__Problem requirements__
Every line of the material is to be repeated exactly as it stands.

__Provided data__
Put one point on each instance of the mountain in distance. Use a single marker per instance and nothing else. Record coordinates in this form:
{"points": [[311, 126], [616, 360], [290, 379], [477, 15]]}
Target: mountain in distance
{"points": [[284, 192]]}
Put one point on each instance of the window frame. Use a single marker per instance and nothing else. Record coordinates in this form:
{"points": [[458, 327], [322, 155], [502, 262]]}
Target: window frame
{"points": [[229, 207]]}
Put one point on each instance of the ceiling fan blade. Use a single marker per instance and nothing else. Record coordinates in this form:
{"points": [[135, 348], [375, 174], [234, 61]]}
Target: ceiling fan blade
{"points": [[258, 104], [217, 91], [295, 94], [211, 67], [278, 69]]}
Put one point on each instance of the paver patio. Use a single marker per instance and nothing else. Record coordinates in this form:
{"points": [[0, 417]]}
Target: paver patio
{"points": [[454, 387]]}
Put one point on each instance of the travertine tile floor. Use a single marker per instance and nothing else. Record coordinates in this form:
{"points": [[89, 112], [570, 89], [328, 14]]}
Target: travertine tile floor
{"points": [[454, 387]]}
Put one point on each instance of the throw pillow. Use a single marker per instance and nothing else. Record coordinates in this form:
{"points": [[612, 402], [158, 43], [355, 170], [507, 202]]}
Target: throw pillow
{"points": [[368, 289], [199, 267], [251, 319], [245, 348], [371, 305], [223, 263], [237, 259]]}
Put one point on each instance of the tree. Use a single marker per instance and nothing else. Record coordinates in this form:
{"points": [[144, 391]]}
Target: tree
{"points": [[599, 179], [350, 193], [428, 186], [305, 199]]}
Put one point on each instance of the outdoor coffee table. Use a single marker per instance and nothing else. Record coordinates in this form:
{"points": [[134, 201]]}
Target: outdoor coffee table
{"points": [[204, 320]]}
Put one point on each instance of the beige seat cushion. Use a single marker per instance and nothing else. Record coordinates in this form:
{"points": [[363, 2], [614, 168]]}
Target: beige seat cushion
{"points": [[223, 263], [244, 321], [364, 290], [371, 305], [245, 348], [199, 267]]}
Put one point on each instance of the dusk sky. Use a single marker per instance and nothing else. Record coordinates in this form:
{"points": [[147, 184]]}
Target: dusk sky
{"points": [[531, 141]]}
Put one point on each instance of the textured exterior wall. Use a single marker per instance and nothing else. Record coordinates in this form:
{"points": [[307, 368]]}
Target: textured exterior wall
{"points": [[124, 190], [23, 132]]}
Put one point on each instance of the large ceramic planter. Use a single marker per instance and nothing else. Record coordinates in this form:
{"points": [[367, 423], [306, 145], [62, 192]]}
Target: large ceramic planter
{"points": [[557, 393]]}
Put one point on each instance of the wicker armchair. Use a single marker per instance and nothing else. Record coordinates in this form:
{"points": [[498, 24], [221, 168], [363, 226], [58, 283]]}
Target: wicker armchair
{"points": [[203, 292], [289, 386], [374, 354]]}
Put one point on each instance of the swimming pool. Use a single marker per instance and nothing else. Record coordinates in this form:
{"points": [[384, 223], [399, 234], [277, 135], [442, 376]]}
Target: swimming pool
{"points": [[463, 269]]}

__Exercise answer__
Put one point on each instance of the mountain in distance. Use a single marker per instance and nothing else. Record coordinates in this form:
{"points": [[311, 126], [616, 360], [290, 379], [477, 15]]}
Target: mountain in distance
{"points": [[284, 192]]}
Put one point on each instance of the window frame. Use a single marker per instance and nothing else. Record coordinates in this form:
{"points": [[458, 327], [322, 155], [502, 262]]}
Target: window frame
{"points": [[229, 207]]}
Put one point on each instance of the ceiling fan blade. Use a single marker per instance and nothing else. Record coordinates in this form:
{"points": [[135, 348], [375, 174], [234, 61]]}
Target: ceiling fan blade
{"points": [[258, 104], [217, 91], [295, 94], [211, 67], [278, 69]]}
Put one point on each instance of the paver patio. Use a single marker per instance and nothing else. Record coordinates in this form:
{"points": [[0, 417]]}
Target: paver patio
{"points": [[454, 387]]}
Put one point on each instance of the travertine tile floor. Use a single marker per instance and nothing else. Record coordinates in this form:
{"points": [[89, 112], [570, 89], [328, 14]]}
Target: travertine tile floor
{"points": [[454, 387]]}
Put one point on each instance of the throw pillow. Use a single marker per instance and nothing else. Record coordinates in this form:
{"points": [[612, 402], [158, 43], [355, 170], [507, 202]]}
Target: throw pillow
{"points": [[368, 289], [199, 267], [251, 319], [245, 348], [371, 305], [223, 263], [237, 259]]}
Put one point on each instance of the tree. Use a single marker per instance and nothing else. Record coordinates in this form:
{"points": [[144, 391]]}
Target: tree
{"points": [[599, 179], [350, 193], [428, 186], [305, 199]]}
Put one point on each instance of the outdoor coffee table. Use a single marker per instance and nothing else. Record coordinates in this form:
{"points": [[134, 201]]}
Target: outdoor coffee table
{"points": [[204, 320]]}
Put one point on each instance of the beige seat cushion. Use a single marker per instance and nothing else. Record coordinates in this form:
{"points": [[363, 2], [614, 168]]}
Target: beige seat cushion
{"points": [[223, 263], [244, 321], [364, 290], [371, 305], [245, 348], [199, 267]]}
Put one point on each instance of the dusk sky. Use a single marker per instance and nothing else. Record coordinates in this form:
{"points": [[147, 184]]}
Target: dusk sky
{"points": [[531, 141]]}
Put one point on each instance of the textured exterior wall. Use a single marker per instance and nothing else. Record coordinates in this form:
{"points": [[307, 368]]}
Target: textured exterior wall
{"points": [[124, 190], [23, 132]]}
Put one point on each instance of the large ceramic planter. Use a single marker per instance and nothing else. Record coordinates in this form:
{"points": [[367, 423], [306, 145], [62, 192]]}
Target: large ceramic planter
{"points": [[557, 393]]}
Put one point on each instance of the wicker armchair. Use a single marker per instance and nothing else. Record coordinates in this form:
{"points": [[498, 24], [221, 168], [363, 226], [58, 283]]}
Target: wicker armchair
{"points": [[203, 292], [289, 386], [374, 354]]}
Put one point on each instance of the swimming pool. Use a single marker per instance and nothing else. Record coordinates in this form:
{"points": [[384, 223], [399, 234], [277, 135], [442, 376]]}
Target: swimming pool
{"points": [[463, 269]]}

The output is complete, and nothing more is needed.